-- Opening Marker --

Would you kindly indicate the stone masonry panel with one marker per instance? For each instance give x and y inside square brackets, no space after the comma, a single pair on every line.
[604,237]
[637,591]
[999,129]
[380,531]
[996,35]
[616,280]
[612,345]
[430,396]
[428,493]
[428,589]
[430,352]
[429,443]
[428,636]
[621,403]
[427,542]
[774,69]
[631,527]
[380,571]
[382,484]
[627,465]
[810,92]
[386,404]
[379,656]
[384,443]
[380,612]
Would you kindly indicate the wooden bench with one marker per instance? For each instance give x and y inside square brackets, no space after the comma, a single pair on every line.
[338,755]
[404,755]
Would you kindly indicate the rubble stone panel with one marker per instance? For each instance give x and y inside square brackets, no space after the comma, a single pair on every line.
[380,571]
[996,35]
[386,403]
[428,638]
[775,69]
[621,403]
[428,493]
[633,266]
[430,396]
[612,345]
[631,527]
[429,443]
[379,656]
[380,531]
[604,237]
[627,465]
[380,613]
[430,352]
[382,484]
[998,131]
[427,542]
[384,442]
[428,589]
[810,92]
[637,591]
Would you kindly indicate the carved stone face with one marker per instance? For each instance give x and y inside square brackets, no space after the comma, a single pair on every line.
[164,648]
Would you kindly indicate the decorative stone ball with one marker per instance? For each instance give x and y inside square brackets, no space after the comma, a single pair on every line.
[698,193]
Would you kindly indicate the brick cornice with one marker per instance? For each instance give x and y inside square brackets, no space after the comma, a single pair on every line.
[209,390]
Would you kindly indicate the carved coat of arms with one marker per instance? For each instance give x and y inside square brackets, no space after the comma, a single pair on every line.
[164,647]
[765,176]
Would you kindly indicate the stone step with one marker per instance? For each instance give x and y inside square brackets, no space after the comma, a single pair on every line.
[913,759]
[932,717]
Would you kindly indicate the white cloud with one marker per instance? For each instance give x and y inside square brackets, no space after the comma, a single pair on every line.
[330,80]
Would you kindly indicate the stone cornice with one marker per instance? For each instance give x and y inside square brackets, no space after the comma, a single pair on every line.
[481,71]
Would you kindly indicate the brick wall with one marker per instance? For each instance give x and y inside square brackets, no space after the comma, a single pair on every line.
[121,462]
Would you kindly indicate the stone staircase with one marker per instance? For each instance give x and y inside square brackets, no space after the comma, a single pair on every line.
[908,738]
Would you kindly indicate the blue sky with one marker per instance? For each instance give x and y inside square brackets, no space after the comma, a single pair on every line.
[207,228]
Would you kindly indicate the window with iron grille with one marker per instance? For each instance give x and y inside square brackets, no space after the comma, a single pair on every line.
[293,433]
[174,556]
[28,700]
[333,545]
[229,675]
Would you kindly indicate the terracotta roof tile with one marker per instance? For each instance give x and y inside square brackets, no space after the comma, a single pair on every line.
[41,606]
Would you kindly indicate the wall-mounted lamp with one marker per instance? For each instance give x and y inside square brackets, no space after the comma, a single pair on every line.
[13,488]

-- Closing Marker --

Task brief: Taking the line containing "Would you kindly indicate the blue" as the first, please return it and every line after it through the end of the entries, exactly and only those.

Response below:
Would you kindly indicate the blue sky with one marker per instance? For each instance give x and y inside square brackets, no space after the comma, a single pair on every line.
[207,228]
Would you kindly indicate the window with iron grille with one marker per instance? For each instance give x and y inside square brackets, no space after the comma, a single pair on every line.
[293,433]
[174,556]
[28,700]
[333,545]
[229,675]
Would you kindly indicate the terracotta roof tile with one marker per instance? For each instance give x and y inside square brackets, no space after the comma, a single pair on every line.
[41,606]
Would you kindly indicate the wall-mounted lamp with one marker per instance? For each instance give x and y inside square brackets, no space after the comma, a single pair on every line.
[13,488]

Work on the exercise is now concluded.